Copy out the full passage below on John England's early life and priestly training word for word, with no changes.

───── Reading text ─────

John England was born on September 23, 1786, in Cork, Ireland. As a child, he attended a private school run by a Protestant teacher, who referred to him as "the little Papist". When he was older, England pursued a law career, studying with a barrister for two years. Deciding to prepare for the priesthood, England entered the Theological College of Carlow in Carlow, Ireland on August 31, 1803.

At age 19, in his second year at Carlow, England began delivering catechetical instructions to children in the parish chapel, but adults soon started attending. He also started preaching to the soldiers of the Cork militia. After leaving Carlow, England established a women's reformatory, which led to the concepts behind the Presentation Sisters. He established schools for poor boys and girls. Out of these schools grew the Presentation Convent. Soon the Bishop of Carlow was having him deliver moral lectures during Lent at the Cathedral of the Assumption in Carlow. In 1808, while England was still in seminary, Bishop Francis Moylan of Cork appointed him as director of the Theological School at Cork.

───── Extracted material ─────

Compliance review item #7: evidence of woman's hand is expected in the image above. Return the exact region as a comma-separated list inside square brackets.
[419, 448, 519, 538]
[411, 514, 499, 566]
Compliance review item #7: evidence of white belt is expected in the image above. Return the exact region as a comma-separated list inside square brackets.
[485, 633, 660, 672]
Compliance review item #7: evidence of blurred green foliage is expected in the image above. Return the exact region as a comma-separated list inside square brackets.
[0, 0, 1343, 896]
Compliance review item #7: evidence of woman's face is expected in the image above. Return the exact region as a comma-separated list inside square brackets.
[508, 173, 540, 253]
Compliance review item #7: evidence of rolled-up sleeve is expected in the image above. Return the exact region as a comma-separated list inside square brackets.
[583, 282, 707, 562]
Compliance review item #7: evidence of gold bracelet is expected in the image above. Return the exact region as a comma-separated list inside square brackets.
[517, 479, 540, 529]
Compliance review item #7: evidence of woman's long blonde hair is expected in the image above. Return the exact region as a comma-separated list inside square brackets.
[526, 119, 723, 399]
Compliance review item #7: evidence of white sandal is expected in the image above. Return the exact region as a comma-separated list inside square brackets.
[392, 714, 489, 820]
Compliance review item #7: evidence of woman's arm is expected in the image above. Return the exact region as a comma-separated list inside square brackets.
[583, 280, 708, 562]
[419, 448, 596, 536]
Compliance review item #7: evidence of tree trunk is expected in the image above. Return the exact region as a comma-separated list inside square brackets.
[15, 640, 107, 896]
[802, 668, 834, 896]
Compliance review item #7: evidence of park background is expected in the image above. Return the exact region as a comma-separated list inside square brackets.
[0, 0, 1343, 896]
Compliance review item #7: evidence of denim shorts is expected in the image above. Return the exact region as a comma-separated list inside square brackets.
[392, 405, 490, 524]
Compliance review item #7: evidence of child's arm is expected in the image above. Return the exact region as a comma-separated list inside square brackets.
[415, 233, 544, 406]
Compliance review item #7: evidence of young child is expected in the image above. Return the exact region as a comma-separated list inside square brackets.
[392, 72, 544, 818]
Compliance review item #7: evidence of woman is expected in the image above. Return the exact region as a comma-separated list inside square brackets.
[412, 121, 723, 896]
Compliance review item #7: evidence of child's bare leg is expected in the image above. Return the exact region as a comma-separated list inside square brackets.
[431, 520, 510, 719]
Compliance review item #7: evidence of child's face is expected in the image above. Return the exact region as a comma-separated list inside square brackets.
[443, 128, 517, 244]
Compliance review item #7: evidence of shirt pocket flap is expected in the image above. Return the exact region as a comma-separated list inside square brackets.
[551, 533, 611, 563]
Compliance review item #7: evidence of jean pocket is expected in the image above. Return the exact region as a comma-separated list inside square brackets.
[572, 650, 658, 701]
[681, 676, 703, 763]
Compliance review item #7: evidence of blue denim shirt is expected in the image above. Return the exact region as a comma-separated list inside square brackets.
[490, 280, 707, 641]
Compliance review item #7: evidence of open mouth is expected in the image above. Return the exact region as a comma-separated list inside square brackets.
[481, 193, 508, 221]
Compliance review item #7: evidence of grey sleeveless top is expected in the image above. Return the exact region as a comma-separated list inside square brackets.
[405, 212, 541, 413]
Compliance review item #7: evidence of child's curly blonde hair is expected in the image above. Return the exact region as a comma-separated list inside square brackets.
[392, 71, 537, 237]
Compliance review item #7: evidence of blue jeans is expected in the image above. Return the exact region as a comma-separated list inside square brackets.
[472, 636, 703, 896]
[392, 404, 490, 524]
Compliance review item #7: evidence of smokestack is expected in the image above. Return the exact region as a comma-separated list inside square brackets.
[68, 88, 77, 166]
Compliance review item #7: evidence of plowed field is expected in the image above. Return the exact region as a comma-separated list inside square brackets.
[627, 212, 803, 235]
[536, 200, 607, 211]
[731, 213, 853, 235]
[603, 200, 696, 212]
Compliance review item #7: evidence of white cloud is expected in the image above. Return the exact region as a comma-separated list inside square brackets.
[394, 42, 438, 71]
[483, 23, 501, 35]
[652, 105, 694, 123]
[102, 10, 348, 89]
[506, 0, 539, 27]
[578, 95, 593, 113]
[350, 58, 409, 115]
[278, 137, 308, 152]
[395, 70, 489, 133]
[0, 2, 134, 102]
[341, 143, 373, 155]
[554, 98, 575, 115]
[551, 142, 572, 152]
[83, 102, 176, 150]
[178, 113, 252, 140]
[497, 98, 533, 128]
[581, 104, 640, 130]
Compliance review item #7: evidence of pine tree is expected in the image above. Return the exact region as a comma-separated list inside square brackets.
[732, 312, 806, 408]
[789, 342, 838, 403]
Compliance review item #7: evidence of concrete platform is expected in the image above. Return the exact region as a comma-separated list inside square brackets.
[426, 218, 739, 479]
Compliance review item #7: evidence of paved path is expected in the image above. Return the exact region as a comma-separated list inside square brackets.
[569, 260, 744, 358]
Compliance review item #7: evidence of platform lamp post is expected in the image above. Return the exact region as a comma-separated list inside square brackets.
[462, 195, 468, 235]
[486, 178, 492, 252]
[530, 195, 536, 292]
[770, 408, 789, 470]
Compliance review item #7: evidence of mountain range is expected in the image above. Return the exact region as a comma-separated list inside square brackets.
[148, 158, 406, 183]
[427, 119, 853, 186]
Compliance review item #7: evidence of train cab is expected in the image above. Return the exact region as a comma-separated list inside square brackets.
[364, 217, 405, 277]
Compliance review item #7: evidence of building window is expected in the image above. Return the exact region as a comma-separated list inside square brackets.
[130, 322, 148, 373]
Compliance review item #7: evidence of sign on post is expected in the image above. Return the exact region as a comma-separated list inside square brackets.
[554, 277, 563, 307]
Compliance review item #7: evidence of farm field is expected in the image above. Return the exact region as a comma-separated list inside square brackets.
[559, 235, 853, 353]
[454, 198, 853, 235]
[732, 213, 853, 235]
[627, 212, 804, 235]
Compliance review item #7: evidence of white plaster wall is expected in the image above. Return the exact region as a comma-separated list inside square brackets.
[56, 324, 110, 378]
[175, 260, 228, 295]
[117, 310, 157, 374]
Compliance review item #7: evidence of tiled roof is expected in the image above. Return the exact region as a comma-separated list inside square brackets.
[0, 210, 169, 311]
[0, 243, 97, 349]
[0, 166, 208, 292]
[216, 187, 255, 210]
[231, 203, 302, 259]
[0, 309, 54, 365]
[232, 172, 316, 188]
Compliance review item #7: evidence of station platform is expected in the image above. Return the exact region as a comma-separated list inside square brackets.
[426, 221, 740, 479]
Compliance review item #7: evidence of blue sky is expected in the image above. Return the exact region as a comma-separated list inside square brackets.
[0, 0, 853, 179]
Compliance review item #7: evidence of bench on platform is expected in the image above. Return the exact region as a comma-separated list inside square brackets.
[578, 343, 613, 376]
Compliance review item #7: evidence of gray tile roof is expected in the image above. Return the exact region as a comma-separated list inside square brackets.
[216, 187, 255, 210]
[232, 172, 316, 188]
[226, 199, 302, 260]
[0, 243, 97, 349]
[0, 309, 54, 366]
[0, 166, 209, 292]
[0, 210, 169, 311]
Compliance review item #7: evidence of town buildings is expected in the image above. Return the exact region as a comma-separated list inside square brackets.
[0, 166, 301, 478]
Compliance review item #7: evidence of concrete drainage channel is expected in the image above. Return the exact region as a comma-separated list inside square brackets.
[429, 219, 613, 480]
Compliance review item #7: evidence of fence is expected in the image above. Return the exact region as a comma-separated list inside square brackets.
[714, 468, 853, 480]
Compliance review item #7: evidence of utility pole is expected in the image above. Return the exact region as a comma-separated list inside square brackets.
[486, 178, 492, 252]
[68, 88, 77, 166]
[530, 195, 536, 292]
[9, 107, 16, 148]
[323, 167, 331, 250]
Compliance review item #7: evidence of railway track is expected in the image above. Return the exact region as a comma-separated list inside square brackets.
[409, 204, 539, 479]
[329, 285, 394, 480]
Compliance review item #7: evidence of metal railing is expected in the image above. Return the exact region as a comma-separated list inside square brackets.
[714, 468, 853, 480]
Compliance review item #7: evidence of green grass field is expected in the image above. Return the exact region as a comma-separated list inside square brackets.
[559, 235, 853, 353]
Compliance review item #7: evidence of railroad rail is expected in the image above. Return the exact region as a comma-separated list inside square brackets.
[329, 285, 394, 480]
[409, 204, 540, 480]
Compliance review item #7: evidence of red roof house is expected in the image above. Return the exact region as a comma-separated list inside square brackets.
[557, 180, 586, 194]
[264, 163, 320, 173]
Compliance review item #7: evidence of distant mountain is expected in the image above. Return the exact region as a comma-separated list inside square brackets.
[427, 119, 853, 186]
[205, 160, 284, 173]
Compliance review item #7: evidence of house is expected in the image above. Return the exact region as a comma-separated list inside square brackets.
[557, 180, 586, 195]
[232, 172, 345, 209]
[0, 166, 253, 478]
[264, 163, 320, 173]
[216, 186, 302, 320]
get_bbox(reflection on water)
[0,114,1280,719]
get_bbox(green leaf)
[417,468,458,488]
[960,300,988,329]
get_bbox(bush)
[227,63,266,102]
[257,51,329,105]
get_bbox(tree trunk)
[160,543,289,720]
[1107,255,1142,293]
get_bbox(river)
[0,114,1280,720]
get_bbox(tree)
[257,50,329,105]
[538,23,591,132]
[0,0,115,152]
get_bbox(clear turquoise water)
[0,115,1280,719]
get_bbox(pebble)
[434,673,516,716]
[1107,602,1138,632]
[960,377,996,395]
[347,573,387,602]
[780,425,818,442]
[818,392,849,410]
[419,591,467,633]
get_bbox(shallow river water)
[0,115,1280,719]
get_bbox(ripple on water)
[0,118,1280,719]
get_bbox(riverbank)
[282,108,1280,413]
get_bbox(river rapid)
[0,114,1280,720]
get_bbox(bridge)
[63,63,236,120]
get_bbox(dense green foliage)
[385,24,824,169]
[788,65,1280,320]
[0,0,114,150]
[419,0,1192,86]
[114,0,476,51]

─────

Answer section:
John England was born on September 23, 1786, in Cork, Ireland. As a child, he attended a private school run by a Protestant teacher, who referred to him as "the little Papist". When he was older, England pursued a law career, studying with a barrister for two years. Deciding to prepare for the priesthood, England entered the Theological College of Carlow in Carlow, Ireland on August 31, 1803.

At age 19, in his second year at Carlow, England began delivering catechetical instructions to children in the parish chapel, but adults soon started attending. He also started preaching to the soldiers of the Cork militia. After leaving Carlow, England established a women's reformatory, which led to the concepts behind the Presentation Sisters. He established schools for poor boys and girls. Out of these schools grew the Presentation Convent. Soon the Bishop of Carlow was having him deliver moral lectures during Lent at the Cathedral of the Assumption in Carlow. In 1808, while England was still in seminary, Bishop Francis Moylan of Cork appointed him as director of the Theological School at Cork.